• Excerpted passage:
begin

ZDNet reports that representatives from Israeli cybersecurity company Cyberpion approached EA late last year regarding this. The company had warned of at least six vulnerabilities including login pages that connected via HTTP rather than the safer HTTPS protocol. Other issues include over 500 DNS misconfigurations across the publisher’s domains. The company even went as far as to simulate an attack based on the disclosed vulnerabilities in December 2020.
The reports states that EA acknowledged the vulnerabilities disclosed by Cyberpion. The publisher also said that it will contact the cybersecurity firm if it had any more questions, but that never happened. Which may have ultimately led to the hack earlier this month. Vice reports that the hack was initiated as simply as buying stolen cookies – the very same one that websites these days tell you they use – for US$10 (~RM42).

end

• Exercise requirements:
(1) According to the passage about the EA hack, how many DNS misconfigurations did Cyberpion report across the publisher's domains?
(2) Write a continuation of the passage about the EA hack, starting after its final sentence.
The items that come next are separate material, unrelated to the passage about the EA hack.

• Information provided:

begin

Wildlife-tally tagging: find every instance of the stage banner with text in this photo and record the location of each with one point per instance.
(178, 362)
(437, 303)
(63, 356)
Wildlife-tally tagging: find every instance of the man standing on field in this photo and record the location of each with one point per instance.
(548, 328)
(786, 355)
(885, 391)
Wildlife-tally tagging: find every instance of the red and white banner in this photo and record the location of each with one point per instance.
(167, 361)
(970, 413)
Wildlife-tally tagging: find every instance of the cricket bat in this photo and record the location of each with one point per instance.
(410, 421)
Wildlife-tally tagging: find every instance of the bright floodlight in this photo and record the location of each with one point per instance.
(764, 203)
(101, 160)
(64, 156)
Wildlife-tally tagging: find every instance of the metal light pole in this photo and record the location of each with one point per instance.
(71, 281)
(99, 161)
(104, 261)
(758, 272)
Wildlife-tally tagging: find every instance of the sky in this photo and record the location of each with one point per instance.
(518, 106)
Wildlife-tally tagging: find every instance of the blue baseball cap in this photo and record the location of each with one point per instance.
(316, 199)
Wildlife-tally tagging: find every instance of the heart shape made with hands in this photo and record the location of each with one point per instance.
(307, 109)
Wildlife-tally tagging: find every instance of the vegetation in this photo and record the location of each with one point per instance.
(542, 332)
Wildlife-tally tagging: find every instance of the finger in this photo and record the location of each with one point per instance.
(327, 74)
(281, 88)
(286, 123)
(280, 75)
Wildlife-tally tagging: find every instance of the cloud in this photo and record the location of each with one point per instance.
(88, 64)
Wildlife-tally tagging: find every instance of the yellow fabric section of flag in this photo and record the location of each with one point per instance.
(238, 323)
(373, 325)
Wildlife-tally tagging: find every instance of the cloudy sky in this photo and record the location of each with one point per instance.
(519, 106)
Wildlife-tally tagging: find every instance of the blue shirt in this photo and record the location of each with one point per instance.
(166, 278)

end

• The responses:
(1) Over 500.

(2)
EA has responded to the statements by Cyberpion stating that the latter approached them as a potential vendor. The publisher explained that the cybersecurity firm did not provide them with a full list of the vulnerabilities, but instead asked for a sales meeting to “show off their techniques”. Beyond that, EA also said that Cyberpion did not follow its product security vulnerability disclosure process. Which, maybe with hindsight, sounds like a strange deflection of responsibility given the events that transpired. (Source: ZDNet, Vice, EA)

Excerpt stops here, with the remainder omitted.